Given request: Can you rewrite the records below, everything from the line containing "Would you mind indicating the paddle in" down through the end of the records, as a two-column CSV with the columns input and output? Give one row per record, with its text and its answer each in a single quoted field and line breaks replaced by spaces.

───── Material provided ─────

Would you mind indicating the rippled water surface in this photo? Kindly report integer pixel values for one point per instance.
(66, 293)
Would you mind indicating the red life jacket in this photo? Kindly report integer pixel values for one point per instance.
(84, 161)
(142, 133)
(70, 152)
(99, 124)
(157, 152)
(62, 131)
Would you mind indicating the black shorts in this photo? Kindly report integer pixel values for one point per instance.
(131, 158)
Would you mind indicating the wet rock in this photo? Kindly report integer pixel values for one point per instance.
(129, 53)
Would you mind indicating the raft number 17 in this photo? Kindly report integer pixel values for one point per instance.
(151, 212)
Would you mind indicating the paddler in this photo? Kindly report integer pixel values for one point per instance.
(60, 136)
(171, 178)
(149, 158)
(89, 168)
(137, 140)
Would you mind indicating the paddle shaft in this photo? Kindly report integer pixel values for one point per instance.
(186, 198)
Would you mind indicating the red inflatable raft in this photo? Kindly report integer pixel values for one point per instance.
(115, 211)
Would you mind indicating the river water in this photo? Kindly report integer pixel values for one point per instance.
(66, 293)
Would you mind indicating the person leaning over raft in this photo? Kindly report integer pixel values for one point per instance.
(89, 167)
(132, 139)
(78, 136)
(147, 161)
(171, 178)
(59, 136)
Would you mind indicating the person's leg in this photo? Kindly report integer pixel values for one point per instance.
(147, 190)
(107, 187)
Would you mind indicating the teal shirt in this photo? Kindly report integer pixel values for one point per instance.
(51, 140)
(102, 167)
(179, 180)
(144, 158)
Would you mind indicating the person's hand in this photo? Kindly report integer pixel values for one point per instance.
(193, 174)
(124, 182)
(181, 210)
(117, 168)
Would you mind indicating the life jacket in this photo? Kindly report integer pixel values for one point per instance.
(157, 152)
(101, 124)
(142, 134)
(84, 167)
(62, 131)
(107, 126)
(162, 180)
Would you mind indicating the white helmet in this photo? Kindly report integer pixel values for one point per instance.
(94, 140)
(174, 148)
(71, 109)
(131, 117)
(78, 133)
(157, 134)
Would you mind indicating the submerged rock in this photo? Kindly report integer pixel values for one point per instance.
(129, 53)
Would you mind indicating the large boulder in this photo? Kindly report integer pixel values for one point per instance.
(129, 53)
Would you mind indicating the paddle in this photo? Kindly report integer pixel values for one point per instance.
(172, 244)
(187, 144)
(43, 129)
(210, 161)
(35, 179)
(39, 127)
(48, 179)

─────

Result for this exercise:
input,output
"Would you mind indicating the paddle in this photo? Kindly report integer pixel values for one point per instance.","(172, 244) (187, 144) (43, 129) (210, 161) (35, 179) (39, 127) (48, 179)"